** Start ENTRIES SUPPLIED **
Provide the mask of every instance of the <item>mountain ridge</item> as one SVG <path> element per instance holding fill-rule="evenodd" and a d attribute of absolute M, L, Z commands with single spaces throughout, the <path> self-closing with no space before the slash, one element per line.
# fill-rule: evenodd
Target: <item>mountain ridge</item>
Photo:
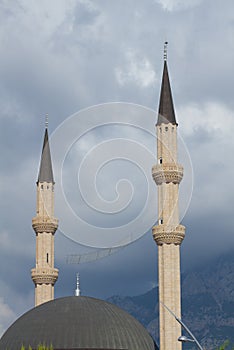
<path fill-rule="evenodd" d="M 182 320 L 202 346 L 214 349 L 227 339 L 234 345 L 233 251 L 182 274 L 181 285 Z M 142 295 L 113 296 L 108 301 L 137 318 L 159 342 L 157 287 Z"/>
** End ENTRIES SUPPLIED **
** Start ENTRIES SUPPLIED **
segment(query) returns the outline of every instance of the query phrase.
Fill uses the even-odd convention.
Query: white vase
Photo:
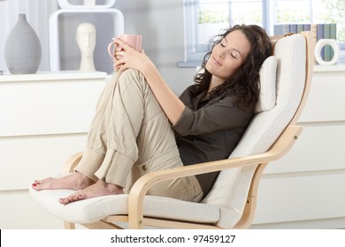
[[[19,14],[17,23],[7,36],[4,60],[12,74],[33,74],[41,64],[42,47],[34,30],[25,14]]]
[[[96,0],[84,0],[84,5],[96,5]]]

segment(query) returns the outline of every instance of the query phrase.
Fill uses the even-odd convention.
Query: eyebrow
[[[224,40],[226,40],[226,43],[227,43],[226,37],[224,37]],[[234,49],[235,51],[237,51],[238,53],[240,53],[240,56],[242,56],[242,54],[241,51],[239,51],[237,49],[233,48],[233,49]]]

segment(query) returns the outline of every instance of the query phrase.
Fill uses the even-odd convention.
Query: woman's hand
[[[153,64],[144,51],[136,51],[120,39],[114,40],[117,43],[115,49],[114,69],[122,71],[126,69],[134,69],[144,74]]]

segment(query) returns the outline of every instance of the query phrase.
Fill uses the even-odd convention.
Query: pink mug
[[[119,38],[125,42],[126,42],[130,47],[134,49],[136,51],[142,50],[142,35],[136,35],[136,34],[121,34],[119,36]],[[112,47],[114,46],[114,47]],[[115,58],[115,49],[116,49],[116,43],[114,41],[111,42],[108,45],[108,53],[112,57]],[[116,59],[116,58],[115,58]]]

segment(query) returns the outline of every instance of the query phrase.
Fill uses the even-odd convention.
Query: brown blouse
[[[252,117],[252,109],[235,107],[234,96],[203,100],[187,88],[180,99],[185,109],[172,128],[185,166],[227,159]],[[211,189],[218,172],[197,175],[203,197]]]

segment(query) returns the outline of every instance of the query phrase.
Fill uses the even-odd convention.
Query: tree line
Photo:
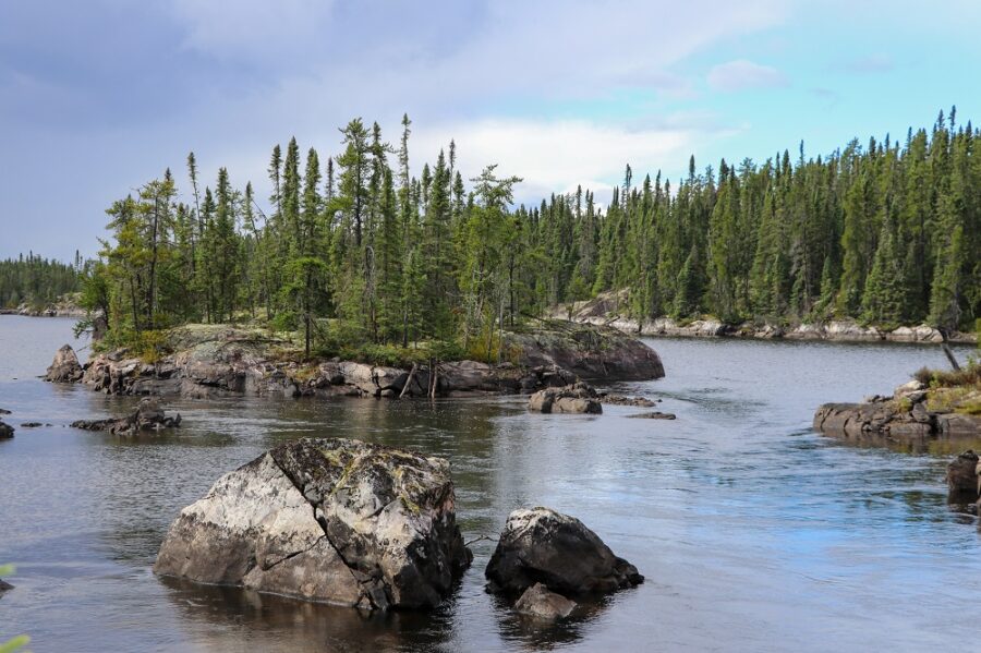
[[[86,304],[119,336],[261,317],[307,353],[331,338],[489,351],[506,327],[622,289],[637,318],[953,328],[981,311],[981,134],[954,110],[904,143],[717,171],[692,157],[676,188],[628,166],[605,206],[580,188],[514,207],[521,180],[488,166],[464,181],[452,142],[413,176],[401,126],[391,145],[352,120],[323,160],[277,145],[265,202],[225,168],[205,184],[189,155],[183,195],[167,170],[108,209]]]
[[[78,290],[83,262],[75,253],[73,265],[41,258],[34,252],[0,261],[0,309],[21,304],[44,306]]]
** End ENTRIES SUPPLIED **
TASK TO COMPLETE: Tally the lines in the entries above that contain the string "mountain", treating uppercase and lowercase as different. Reply with the number alone.

FINAL RESULT: 2